## Parts of the exercise
A – Decide whether each statement agrees with the judgment excerpt below. Answer yes or no, and quote the deciding words.
(i) The complainant said the appellant physically attacked him.
(ii) Both lower courts warned themselves about the danger of relying on a single witness on identification.
(iii) Failing to carry out an inquiry of careful testing is called an error of law.
B – In the judgment excerpt below, what did the appellant do after seeing the complainant being attacked?
C – Write a continuation of the judgment excerpt on identification evidence below, beginning after its final sentence.

## Document section
------------------------------------------------------------
Failure to undertake an inquiry of careful testing is an error of law and such evidence cannot safely support a conviction.”

In the case of Naftali Mwenda Mutua (supra), the Court held that:-

“It is our considered view that the trial court and the first appellate court erred in not “testing with the greatest care” the evidence of PW1 in respect of the alleged identification and/or recognition.  Suffice to state that failure to do so, left glaring omissions, which raise doubts as to the culpability of the appellant and his conviction may not be safe.”

In this case, both courts below did not even bother to warn themselves of the danger of relying on the evidence of a single witness on identification to found a conviction.  Further and as we have attempted to demonstrate, both courts failed to undertake an inquiry of careful testing of such evidence.

In our view, it was not safe for the trial court to purely rely on the second narrative of PW 1 in isolation of the other two versions without subjecting the evidence to further inquiry as required in law and it was not safe for the trial court to rely on the demeanour of PW 1 when his evidence was so inconsistent and contradictory that it created doubts as to whether he really was in position to see and positively identify the appellant.

The complainant is also on record as saying that the appellant did not physically attack him.  His complaint appears to be that the appellant saw him being attacked and did nothing.  He did not come to his aid. Instead, he walked away.  The appellant’s conduct aforesaid if at all, cannot be the basis of criminal culpability.  We are not sure whether that conduct of the appellant if at all he was at scene of crime could per se attract the inference that he was part of the gang as the two court’s below held.  He could have been at the scene on his own errands, he could have seen the complainant being attacked and wished not be involved further, given the estranged relationship between the two, he could as well have been less bothered with what was going on.
------------------------------------------------------------
## Supplied information
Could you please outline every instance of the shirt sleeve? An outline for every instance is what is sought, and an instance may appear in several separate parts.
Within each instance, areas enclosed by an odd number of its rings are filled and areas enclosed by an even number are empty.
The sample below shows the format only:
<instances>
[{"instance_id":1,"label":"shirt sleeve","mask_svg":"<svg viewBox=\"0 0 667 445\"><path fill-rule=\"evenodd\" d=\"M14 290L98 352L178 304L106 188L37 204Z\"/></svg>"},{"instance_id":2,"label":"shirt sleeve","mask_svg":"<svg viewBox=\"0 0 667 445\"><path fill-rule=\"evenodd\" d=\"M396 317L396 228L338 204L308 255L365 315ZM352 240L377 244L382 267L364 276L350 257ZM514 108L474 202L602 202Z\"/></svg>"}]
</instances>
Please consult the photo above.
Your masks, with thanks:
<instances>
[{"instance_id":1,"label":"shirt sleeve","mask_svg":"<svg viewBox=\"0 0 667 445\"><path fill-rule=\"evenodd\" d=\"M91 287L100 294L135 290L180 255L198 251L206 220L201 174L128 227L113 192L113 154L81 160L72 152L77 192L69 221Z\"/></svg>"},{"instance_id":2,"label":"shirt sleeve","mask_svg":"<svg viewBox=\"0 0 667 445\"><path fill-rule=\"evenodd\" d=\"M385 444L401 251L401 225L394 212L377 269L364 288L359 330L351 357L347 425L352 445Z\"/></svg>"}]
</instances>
------------------------------------------------------------
## Answers
A –
(i) No: "The complainant is also on record as saying that the appellant did not physically attack him."
(ii) No: "both courts below did not even bother to warn themselves of the danger of relying on the evidence of a single witness on identification to found a conviction."
(iii) Yes: "Failure to undertake an inquiry of careful testing is an error of law"

B – He did not come to the complainant's aid and instead walked away.

C –
The two courts reached concurrent findings that the appellant was easily recognized by the complainant as they were step-brothers.  However, considering what we have pointed out, we do not think that the concurrent findings are supportable. A tribunal properly directing itself to the issues we have raised could not have reached the determination that the complainant recognized the appellant.

It is trite law that it is the duty of the first appellate court to reconsider the evidence, evaluate it and draw its own conclusions in order to satisfy itself that there is no failure of justice.  It is not enough for the first appellate court to merely scrutinize the evidence to see if there is some evidence to support the trial court’s findings and conclusions. It is discernible from the record that the High Court failed to properly re-evaluate the evidence and draw its own conclusions in deciding whether the judgment of the trial court should be upheld or not.  The High Court merely summarized the facts of the case and findings of the trial court and concurred with the said findings without subjecting the evidence to fresh and exhaustive scrutiny.  The result is that the gaps found in the evidence of recognition going by the contradictions and inconsistences as well as various narratives was not resolved.  Certainly, they ought to have been resolved in favour of the appellant.  That failure occasioned the appellant prejudice.

It is in view of the above that we have come to the conclusion that the trial court and the first appellate court failed to carefully test the evidence, re-evaluate and analyse the same afresh, for had it done so, the High Court would have come to the conclusion that the evidence did not safely support the conviction of the appellant on the offence charged.

Accordingly, we allow the appeal, quash the conviction and set aside the sentence.  The appellant is set forthwith at liberty, unless he is otherwise lawfully held.

Dated and delivered at Mombasa this 14th day of October, 2016

ASIKE- MAKHANDIA

……………………………..

JUDGE OF APPEAL

W. OUKO

…………………….………

JUDGE OF APPEAL

K. M’INOTI

………………………………..

JUDGE OF APPEAL

I certify that this is a true copy of the original.